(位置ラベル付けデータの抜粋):

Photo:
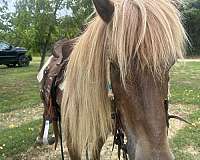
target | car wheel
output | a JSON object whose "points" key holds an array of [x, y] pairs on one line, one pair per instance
{"points": [[23, 61], [11, 65]]}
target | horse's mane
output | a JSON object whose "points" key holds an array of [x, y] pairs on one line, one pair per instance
{"points": [[148, 32]]}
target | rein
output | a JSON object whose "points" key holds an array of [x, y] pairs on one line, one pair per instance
{"points": [[115, 115]]}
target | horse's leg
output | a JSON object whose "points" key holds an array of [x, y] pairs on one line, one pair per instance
{"points": [[39, 139], [73, 153], [97, 149]]}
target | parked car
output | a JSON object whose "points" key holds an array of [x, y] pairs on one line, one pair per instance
{"points": [[12, 56]]}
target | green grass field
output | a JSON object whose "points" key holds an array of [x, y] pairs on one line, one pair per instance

(目標):
上の行をすべて、「horse's mane」を「horse's tail」に置き換え、ほかは変えずにもう一度書きなさい。画像は答えに含めないこと。

(解答):
Photo:
target | car wheel
output | a JSON object whose "points" key holds an array of [x, y] pairs on one line, one pair per instance
{"points": [[23, 61], [11, 65]]}
target | horse's tail
output | a JSON object whose "points" key holds an array of [x, y] pairs on one line, one pair per instance
{"points": [[148, 32]]}
target | rein
output | a JSON object whose "points" key holds an array of [x, y] pairs on one line, one pair per instance
{"points": [[115, 115]]}
target | horse's leg
output | a JSON object whose "points" key holds an array of [x, y] pairs on one line, one pair per instance
{"points": [[39, 139], [73, 153], [97, 149]]}
target | parked car
output | a JSON object whose "points" key holds an array of [x, y] pairs on one line, one pair per instance
{"points": [[12, 56]]}
target | green grass field
output | a JSON object whose "points" key holds an array of [x, y] pairs on one line, one pair per instance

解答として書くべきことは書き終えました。